**Text provided:**
┌────────
Bigglez wrote:Greetings (No Name Supplied)
Sorry...the name is Russ
Bigglez wrote:The uC controlled charge pump circuit presented in the
article is energy limited, meaning that it can't produce
enough energy at its output to harm the long string of LEDs.
Normally an LED is protected by a series "ballast" resistor.
So now the ballast resistor can be removed, thus saving the
power loss in that component.

The charge pump built around the uC initially used the
internal analog comparator for feedback control. With the
second version, that the author used with nine LEDs,
the the charge pump runs at max and the feedback
loop is removed saving a few more components.
Is this true for any number of LEDs? I was under the impression that the feedback control limited the pump when the number of LED <5. I can understand why there isn't enough energy when 9 LEDs are used, but what about when 4<# LEDs<9? What discriminates the amount of energy in that configuration? Isn't a resistor needed?
└────────
**Direction 1:** Say whether each statement agrees with the forum post about the LED charge pump, answering yes or no and quoting the words from the post that decide it: (a) The poster gives the name Russ. (b) The second version of the charge pump kept its feedback loop. (c) An LED is normally protected by a series ballast resistor.
The forum post and the records that follow have no connection to each other.

**Supplied records:**
┌────────
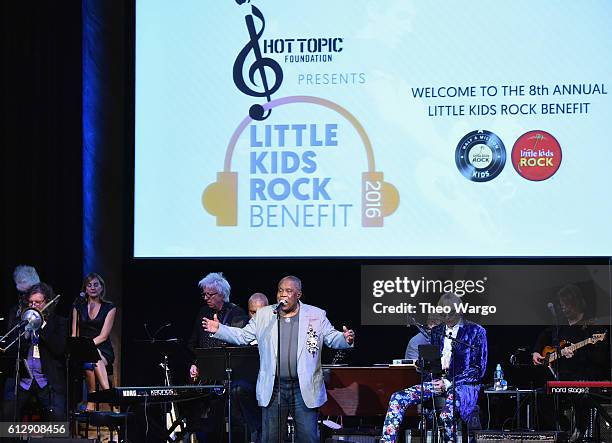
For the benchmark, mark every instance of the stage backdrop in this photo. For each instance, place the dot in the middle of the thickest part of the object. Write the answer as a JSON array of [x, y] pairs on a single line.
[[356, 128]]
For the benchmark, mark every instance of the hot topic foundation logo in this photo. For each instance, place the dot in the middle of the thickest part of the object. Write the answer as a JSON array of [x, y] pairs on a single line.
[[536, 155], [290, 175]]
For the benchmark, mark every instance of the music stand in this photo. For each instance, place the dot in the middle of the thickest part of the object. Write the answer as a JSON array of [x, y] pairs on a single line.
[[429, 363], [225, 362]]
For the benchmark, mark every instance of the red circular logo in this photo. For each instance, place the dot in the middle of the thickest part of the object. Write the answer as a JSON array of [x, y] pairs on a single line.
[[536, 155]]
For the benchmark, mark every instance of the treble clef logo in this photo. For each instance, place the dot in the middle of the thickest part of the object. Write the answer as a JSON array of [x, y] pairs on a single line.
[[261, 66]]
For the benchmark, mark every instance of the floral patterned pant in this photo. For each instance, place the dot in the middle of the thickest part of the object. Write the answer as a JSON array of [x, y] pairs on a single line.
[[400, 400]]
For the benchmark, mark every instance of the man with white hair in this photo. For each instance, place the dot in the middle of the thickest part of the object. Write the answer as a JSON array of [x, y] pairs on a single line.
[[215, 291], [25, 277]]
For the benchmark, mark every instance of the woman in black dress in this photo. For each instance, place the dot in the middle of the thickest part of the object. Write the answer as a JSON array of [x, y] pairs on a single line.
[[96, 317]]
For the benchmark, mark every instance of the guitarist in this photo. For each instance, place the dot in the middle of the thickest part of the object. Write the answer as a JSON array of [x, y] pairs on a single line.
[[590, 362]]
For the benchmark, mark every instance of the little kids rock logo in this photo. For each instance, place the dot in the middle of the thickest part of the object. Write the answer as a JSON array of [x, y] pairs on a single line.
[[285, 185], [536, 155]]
└────────
**Direction 2:** Rewrite the records from the line containing "For the benchmark, mark every instance of the hot" down through the line containing "[[536, 155], [290, 175]]", replacing "in this photo" with "in this image" and leaving everything else the same. Give only those lines.

**Full answer 1:**
(a) Yes: "Sorry...the name is Russ"
(b) No: "the feedback loop is removed saving a few more components"
(c) Yes: "Normally an LED is protected by a series "ballast" resistor."

**Full answer 2:**
For the benchmark, mark every instance of the hot topic foundation logo in this image. For each instance, place the dot in the middle of the thickest part of the object. Write the answer as a JSON array of [x, y] pairs on a single line.
[[536, 155], [290, 175]]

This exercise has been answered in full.